→ Brief
Please find every line below that contains the word "bridge" and copy each of those lines. Case counts.

→ Task inputs
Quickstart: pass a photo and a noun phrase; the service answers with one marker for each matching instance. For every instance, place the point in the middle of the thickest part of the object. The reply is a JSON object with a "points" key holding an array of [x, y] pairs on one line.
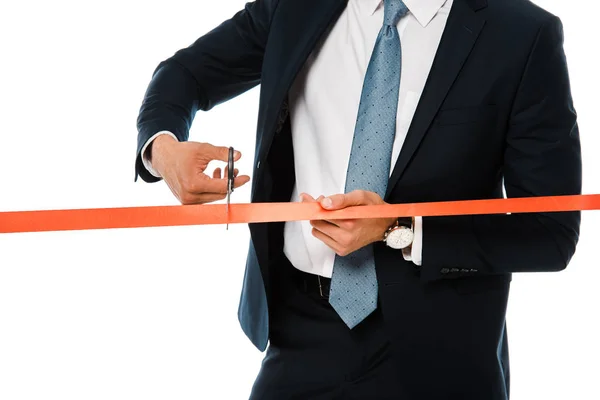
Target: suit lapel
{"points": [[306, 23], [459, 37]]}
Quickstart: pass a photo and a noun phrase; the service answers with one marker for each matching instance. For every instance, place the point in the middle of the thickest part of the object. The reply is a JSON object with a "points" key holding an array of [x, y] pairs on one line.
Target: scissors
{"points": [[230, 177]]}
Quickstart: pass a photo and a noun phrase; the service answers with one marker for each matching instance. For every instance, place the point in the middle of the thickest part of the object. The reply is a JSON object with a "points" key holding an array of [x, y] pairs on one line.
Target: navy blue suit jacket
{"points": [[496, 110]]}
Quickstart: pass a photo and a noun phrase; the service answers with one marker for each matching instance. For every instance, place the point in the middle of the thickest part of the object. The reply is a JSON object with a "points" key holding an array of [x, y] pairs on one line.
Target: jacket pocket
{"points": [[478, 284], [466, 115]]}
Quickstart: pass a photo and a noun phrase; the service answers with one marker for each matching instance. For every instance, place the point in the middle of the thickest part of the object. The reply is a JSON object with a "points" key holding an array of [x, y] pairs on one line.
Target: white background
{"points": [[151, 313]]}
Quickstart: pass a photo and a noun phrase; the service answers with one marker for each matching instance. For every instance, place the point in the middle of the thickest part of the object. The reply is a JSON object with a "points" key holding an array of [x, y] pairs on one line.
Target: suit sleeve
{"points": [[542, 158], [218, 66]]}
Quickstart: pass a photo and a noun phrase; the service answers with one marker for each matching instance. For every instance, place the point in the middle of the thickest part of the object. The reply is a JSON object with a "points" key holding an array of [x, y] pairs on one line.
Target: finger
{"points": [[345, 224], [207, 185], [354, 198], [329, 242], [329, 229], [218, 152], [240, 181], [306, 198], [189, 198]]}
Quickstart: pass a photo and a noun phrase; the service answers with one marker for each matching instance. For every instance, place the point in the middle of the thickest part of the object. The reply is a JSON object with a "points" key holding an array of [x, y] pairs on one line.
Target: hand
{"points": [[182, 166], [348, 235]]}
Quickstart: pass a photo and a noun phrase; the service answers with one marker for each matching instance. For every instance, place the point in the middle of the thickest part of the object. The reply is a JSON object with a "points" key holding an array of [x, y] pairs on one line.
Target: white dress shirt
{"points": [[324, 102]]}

...

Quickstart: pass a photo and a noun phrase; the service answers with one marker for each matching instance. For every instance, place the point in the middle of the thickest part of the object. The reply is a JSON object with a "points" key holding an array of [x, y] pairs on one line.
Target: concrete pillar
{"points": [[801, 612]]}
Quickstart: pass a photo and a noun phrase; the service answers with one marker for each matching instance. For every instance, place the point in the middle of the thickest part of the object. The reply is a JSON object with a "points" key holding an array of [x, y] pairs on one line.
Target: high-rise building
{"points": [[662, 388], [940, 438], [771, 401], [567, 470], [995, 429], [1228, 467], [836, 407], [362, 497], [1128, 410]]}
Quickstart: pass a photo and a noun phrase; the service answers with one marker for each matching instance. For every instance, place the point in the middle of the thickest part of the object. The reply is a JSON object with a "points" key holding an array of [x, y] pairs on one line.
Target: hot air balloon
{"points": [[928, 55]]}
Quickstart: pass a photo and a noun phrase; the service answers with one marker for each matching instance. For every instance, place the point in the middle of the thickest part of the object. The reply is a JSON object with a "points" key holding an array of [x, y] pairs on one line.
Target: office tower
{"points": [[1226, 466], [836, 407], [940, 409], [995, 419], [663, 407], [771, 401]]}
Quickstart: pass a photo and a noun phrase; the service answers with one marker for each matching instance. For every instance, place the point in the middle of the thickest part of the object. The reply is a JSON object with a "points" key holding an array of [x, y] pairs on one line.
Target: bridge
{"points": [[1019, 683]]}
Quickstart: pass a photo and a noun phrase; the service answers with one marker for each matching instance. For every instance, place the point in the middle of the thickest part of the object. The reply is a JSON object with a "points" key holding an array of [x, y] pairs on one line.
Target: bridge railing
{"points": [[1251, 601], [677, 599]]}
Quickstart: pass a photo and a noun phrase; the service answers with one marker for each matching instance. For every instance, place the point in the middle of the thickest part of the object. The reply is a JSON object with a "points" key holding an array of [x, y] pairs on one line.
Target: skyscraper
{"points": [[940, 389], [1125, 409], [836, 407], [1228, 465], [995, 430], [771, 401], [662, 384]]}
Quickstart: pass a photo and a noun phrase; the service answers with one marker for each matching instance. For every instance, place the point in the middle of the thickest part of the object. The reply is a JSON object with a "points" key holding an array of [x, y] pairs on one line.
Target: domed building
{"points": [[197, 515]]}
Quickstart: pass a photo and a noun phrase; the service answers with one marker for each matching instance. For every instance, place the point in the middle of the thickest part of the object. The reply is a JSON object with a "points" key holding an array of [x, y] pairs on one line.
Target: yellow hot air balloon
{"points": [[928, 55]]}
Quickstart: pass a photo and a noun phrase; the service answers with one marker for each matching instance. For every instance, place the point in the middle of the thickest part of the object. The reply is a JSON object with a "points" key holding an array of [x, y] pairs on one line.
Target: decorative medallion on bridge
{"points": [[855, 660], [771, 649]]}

→ Answer to this task
Target: bridge
Target: bridge railing
Target: decorative medallion on bridge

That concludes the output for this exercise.